Line by line, transcribe the material shown below exactly.
(Beginning of Records)
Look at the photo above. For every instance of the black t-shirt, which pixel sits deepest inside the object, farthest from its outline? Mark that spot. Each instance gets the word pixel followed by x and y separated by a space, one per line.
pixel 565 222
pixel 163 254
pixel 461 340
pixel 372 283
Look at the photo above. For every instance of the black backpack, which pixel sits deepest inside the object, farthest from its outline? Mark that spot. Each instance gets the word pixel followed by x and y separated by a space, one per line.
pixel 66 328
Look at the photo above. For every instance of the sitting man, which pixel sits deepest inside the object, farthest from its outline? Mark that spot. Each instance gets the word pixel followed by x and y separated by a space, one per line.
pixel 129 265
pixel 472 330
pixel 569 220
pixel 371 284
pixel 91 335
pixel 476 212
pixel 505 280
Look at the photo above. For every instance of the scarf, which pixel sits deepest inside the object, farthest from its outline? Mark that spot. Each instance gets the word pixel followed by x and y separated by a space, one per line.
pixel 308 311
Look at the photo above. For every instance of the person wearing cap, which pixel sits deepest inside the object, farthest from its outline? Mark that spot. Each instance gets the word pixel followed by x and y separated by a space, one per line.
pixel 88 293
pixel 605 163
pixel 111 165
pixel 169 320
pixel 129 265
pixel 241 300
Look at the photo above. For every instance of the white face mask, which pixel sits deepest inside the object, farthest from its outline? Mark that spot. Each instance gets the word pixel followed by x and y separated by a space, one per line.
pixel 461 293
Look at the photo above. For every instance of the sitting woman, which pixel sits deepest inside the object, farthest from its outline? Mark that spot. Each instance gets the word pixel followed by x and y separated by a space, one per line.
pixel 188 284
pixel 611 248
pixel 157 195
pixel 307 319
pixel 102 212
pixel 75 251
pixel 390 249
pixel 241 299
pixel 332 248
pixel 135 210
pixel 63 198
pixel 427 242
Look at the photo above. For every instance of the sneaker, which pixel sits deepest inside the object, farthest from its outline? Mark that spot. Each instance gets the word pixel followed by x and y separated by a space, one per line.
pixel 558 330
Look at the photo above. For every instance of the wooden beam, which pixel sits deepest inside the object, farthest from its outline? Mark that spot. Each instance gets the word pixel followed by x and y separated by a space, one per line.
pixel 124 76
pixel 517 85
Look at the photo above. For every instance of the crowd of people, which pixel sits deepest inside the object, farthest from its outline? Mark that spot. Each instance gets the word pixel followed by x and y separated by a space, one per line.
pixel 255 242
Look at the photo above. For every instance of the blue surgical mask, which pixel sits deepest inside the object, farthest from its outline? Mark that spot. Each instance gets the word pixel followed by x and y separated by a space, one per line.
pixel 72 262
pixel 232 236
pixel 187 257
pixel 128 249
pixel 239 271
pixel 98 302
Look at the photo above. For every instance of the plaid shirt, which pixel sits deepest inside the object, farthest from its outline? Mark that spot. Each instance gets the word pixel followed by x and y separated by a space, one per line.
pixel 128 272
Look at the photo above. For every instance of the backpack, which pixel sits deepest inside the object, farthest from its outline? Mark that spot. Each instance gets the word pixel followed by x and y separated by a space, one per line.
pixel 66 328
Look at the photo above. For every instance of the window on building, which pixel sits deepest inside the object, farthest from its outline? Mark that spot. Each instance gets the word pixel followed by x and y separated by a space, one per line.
(End of Records)
▶ _Task solution_
Look at the photo above. For every instance of the black t-shirt, which pixel sits deepest inside the object, farthest from its outline? Mark that spot. Each instance gets the word pixel followed by x and y separated by a space, one per line.
pixel 565 222
pixel 163 254
pixel 461 340
pixel 372 283
Look at the photo above. For every instance of the black backpack, which pixel sits deepest inside the object, farthest from its outline? Mark that spot. Each instance gets the word pixel followed by x and y separated by a space, one per line.
pixel 66 328
Look at the photo above. For every instance of the sitting man, which pixel sits deepest inside the object, farthest from its outline? Mark that spot. Each instance gets the word pixel followed by x and y separated by a space, one per line.
pixel 129 265
pixel 472 330
pixel 569 220
pixel 371 284
pixel 91 335
pixel 476 212
pixel 505 280
Look at the photo above. For every instance of the scarf, which pixel sits deepest inside the object, farthest from its outline? Mark that spot. Each instance gets the word pixel followed by x and y separated by a space, one per line.
pixel 308 311
Look at the photo above. For every instance of the person wearing cap, which pixel sits deepest inside the object, farthest from its outline? Mark that spot. Each instance gets the word pixel followed by x and y separated by a space, one per line.
pixel 88 293
pixel 605 163
pixel 111 165
pixel 169 320
pixel 129 265
pixel 241 300
Look at the photo above. For every instance of the white face mask, which pixel sits deepest inside the object, farthest from its outline? Mark that spot. Each instance gets the word pixel followed by x and y separated by a space, one per line.
pixel 461 293
Look at the photo above. For every instance of the sitting woman, which pixel sits deepest inside the object, farthest from its outline? Mark that spot. Each instance gets the word pixel followed by x and y separated by a space, one per line.
pixel 188 284
pixel 611 248
pixel 157 195
pixel 307 319
pixel 102 212
pixel 75 251
pixel 390 249
pixel 241 299
pixel 332 248
pixel 135 210
pixel 63 198
pixel 427 242
Look at the photo above. For every instance of the sneaker, which pixel sits deepest inside the object, farthest from its outline? Mark that spot. Each instance gets the word pixel followed by x and y separated by a space, one per line.
pixel 558 330
Look at the photo above. For every instance of the wooden beam, which pixel sits deepest inside the object, farthest from its outline? Mark that spot. Each instance gets the word pixel followed by x and y separated by a space, one per line.
pixel 124 76
pixel 517 85
Look at the photo above. For every instance of the crowd of people, which pixel sits deepest inside the object, farthest from its outline? Mark that spot. Each instance gets the word pixel followed by x and y separated by a space, one per line.
pixel 255 242
Look at the photo above. For every instance of the blue surgical mask, which pixel sits deepest inside the object, farthest from its outline? Mark that spot. Each instance gets the word pixel followed by x and y separated by a space, one per line.
pixel 72 262
pixel 232 236
pixel 187 257
pixel 128 249
pixel 239 271
pixel 98 302
Look at the photo above. For every instance of the plaid shirt, which pixel sits deepest inside the object, farthest from its outline? Mark that spot. Each instance gets the word pixel followed by x and y separated by a space, one per line.
pixel 128 272
Look at the photo above. For every instance of the backpack, which pixel sits deepest inside the object, farthest from its outline? Mark that spot. Each instance gets the word pixel followed by x and y separated by a space, one per line.
pixel 66 328
Look at the photo above. For every instance of the window on building, which pixel sits deepest inside the object, farthest from its outline? Mark that spot. Each instance gets the word pixel followed by x and y separated by a space, one per line.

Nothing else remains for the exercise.